_QUESTIONS ON THE MATERIAL_
1) In the passage on AIDS pathogenesis, which animals develop a terminal disease that is highly analogous to human AIDS?
2) Continue the passage on AIDS pathogenesis from the point where it ends.

_PAGE TEXT_
# # # #

Background:  AIDS differs from most other infectious diseases in that the advent of clinical disease is delayed for years despite continuous, high-level HIV replication. Although it is clear that HIV replication underlies the development of overt disease, the slow or delayed tempo of progression implies that host mechanisms must participate in the pathogenetic sequence—a conclusion that is underscored by the finding that natural, non-human primate hosts of the related (and equally cytopathic) simian immunodeficiency viruses (SIV) may in fact manifest high continuous viral replication with no discernable disease in their lifetime. Despite more than 2 decades of investigation, the critical pathophysiologic mechanisms that “connect” HIV replication to immunodeficiency are still undetermined, and controversy exists as to the degree to which direct viral cytopathogenicity on CD4+ T cells, indirect viral effects on CD4+ T cells, or non-CD4+ T cell-related mechanisms participate in the development of immune dysfunction. Rhesus monkeys infected with CCR5-tropic SIVmac develop a terminal disease that is temporally accelerated, but otherwise highly analogous, to human AIDS.  Methods:  Over the past 5 years, we have undertaken the detailed, systemic analysis of rapid, slow and non-progressive infections in this model so as to identify the immunologic factors most closely associated with the onset of symptomatic immunodeficiency.

# # # #

Dataset excerpts
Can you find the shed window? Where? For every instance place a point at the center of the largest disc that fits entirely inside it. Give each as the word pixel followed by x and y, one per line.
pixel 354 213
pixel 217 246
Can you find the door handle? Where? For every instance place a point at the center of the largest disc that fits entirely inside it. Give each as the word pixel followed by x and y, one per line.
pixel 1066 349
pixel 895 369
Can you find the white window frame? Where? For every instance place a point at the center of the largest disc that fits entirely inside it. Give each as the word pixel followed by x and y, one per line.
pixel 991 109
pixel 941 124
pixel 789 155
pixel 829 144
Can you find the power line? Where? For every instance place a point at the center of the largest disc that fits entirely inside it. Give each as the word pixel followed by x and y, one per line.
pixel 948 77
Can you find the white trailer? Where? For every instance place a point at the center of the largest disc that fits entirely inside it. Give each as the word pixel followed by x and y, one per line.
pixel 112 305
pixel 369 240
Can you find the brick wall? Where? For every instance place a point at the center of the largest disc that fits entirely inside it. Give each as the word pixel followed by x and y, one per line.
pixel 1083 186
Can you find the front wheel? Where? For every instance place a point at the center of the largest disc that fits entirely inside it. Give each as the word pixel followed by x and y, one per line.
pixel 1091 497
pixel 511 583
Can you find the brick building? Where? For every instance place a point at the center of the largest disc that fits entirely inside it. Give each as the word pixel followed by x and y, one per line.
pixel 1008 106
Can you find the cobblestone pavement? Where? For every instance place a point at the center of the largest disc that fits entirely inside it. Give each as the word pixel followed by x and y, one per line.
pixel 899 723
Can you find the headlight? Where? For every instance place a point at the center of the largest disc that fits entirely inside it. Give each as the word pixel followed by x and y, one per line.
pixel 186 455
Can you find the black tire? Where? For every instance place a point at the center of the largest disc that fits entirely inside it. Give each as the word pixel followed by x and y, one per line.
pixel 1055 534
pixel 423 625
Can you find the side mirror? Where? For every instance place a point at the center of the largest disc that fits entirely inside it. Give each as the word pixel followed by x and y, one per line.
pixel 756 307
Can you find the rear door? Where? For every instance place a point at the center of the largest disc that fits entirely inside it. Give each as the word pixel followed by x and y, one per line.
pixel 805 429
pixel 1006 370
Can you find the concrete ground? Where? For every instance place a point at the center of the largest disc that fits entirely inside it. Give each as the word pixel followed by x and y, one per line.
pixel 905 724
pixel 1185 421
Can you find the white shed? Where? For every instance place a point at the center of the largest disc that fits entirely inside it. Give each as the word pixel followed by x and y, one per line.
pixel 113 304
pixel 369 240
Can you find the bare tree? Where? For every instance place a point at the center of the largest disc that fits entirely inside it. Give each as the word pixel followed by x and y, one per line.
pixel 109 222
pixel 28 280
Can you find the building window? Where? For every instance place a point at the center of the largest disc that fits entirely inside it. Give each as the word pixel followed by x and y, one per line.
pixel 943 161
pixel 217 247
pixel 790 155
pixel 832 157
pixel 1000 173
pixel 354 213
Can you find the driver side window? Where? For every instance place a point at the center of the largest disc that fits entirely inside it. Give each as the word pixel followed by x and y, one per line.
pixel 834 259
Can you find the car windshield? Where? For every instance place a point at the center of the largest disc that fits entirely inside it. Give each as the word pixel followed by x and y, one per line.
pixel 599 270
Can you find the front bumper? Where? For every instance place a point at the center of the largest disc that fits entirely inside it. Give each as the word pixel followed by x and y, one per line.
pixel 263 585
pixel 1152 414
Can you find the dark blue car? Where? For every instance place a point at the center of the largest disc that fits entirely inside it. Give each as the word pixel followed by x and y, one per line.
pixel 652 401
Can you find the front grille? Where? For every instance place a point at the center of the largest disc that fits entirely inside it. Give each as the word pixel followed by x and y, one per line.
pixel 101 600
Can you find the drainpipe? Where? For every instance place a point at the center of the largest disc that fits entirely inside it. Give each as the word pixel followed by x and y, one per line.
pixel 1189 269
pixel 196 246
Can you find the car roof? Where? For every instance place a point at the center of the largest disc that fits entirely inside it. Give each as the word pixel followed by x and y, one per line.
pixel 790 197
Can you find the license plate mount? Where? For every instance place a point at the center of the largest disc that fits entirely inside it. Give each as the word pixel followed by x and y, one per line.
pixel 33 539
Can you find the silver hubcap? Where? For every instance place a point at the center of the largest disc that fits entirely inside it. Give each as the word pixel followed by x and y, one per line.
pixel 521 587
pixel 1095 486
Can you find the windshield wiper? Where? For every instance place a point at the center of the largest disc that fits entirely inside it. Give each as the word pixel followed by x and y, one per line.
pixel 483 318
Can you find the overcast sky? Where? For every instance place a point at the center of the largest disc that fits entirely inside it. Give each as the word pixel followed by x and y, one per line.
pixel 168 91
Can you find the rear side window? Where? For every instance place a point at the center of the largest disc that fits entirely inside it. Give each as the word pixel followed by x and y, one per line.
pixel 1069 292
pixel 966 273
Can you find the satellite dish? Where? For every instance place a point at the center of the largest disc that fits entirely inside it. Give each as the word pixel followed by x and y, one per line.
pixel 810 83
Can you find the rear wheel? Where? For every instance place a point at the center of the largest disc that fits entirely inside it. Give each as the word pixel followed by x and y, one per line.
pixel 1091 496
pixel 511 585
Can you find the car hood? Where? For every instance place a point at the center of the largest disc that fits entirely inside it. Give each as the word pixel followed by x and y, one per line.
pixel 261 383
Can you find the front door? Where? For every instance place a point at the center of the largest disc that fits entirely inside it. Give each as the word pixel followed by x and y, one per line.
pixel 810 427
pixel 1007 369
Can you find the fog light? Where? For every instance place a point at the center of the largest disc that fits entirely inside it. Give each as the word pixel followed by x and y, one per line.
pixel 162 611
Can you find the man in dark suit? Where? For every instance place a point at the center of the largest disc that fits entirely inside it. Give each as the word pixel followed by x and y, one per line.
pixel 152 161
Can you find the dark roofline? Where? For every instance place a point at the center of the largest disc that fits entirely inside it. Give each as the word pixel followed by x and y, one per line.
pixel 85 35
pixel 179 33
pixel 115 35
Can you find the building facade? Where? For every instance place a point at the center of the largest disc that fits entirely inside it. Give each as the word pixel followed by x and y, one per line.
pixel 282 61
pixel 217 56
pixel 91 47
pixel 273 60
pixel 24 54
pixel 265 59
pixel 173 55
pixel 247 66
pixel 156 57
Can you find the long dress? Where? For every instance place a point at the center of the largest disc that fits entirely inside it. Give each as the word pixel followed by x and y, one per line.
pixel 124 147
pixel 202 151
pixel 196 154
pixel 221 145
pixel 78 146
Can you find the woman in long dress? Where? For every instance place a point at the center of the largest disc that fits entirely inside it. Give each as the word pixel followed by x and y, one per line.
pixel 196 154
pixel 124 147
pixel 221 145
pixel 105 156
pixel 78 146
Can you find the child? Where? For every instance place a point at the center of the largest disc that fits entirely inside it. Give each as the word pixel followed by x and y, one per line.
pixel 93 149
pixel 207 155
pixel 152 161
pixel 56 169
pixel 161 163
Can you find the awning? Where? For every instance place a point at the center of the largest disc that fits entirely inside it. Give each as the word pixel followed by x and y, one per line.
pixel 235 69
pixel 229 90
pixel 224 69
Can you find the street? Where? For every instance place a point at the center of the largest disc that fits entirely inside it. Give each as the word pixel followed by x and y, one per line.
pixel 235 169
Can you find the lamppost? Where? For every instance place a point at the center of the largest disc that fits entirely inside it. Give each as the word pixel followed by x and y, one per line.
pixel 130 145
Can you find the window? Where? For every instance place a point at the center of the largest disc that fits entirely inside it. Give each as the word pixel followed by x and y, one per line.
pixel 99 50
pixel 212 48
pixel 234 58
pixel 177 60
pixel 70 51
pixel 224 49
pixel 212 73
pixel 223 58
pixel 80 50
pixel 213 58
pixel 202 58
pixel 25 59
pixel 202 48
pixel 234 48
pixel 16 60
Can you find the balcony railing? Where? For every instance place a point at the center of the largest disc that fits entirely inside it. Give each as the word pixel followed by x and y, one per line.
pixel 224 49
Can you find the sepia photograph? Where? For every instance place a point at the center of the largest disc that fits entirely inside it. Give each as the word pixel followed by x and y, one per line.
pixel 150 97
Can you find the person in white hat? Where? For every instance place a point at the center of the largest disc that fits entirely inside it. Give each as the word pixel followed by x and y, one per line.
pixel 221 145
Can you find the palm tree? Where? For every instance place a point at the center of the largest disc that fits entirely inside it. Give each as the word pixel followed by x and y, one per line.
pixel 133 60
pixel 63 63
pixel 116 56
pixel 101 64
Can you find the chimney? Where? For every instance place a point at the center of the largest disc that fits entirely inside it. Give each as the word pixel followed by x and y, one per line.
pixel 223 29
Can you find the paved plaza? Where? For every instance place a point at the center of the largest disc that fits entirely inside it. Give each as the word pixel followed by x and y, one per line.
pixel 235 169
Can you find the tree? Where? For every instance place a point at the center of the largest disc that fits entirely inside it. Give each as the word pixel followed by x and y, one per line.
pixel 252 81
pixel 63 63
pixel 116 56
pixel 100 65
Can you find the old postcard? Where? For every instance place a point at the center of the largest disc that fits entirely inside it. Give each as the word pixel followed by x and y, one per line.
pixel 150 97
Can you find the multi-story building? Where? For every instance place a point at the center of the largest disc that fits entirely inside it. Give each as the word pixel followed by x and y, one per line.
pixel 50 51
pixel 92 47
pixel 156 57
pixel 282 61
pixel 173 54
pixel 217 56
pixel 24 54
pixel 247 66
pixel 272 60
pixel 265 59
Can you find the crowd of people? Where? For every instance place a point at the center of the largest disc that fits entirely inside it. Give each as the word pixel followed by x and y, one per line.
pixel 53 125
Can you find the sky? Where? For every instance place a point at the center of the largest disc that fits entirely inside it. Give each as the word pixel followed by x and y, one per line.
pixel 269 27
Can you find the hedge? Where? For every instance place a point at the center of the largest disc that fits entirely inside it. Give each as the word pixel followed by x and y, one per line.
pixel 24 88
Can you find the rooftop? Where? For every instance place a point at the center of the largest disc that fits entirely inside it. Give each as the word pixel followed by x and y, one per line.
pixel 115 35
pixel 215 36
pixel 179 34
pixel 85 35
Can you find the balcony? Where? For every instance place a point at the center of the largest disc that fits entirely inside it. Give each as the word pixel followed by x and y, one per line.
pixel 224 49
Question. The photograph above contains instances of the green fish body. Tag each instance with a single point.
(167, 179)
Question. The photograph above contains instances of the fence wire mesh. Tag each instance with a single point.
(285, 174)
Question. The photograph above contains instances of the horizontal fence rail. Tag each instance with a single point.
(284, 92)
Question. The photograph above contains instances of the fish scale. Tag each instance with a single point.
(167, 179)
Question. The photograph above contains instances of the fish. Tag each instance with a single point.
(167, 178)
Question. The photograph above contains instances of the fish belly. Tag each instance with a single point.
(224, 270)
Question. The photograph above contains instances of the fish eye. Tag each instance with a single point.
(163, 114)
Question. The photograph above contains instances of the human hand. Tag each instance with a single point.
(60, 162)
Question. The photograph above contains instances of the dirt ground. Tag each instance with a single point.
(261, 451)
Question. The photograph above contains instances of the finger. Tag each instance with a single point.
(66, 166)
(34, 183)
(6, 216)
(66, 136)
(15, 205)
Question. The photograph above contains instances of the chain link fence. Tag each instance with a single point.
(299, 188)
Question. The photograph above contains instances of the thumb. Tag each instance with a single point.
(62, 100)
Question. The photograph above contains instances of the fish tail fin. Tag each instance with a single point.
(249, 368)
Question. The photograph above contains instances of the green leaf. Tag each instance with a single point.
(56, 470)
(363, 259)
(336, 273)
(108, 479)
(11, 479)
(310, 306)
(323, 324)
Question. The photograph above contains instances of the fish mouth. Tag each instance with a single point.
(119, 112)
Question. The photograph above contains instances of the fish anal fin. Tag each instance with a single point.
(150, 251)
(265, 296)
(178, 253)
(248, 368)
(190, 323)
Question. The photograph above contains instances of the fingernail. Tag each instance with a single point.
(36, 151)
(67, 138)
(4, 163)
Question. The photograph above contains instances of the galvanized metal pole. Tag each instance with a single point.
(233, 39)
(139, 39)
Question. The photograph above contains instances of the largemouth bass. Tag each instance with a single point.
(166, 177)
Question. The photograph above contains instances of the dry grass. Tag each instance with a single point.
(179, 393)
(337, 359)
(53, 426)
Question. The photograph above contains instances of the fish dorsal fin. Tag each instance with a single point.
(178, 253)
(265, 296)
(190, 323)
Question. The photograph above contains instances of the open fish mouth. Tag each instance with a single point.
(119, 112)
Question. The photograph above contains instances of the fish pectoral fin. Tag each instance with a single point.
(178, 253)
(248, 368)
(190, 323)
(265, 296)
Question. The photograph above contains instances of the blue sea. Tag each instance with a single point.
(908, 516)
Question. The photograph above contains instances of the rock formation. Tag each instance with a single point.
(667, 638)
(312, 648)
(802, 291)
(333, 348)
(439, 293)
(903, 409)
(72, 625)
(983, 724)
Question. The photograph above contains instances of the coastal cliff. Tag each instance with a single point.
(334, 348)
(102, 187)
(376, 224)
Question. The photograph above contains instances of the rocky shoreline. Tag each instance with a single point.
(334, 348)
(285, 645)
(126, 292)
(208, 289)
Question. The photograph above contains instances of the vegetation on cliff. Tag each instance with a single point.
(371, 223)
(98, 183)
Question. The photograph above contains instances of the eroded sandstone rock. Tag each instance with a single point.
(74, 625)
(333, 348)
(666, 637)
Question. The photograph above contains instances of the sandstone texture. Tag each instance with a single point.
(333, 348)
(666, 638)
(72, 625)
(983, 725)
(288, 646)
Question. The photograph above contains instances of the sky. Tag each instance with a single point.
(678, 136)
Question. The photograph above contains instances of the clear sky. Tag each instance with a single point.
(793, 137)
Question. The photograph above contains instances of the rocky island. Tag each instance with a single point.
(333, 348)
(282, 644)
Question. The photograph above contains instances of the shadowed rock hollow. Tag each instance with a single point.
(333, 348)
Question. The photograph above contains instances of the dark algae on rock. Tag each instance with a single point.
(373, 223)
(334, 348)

# # # #

_OUTPUTS FOR THE TASKS_
1) Rhesus monkeys infected with CCR5-tropic SIVmac.

2)
Results:  Our analyses strongly implicate the inability to maintain CD4+ effector-memory T-cell populations in extra-lymphoid effector sites above a crucial threshold as the proximate mechanism in the development of overt AIDS.  However, the primary determinant of this CD4+ effector-memory T-cell homeostasis does not lie in the effector memory populations themselves, or in the effector sites, but rather in the regenerative central memory CD4+ populations in secondary lymphoid tissues. 

Conclusions:  Proliferative failure within and gradual depletion of these central memory populations appears to be the primary determinant of rapid and chronic onset AIDS, respectively. This talk will examine the likely mechanisms involved in CD4+ central memory T cell “failure,” and discuss the implication of the “2-step threshold” hypothesis for development of new immunotherapeutic interventions in this disease.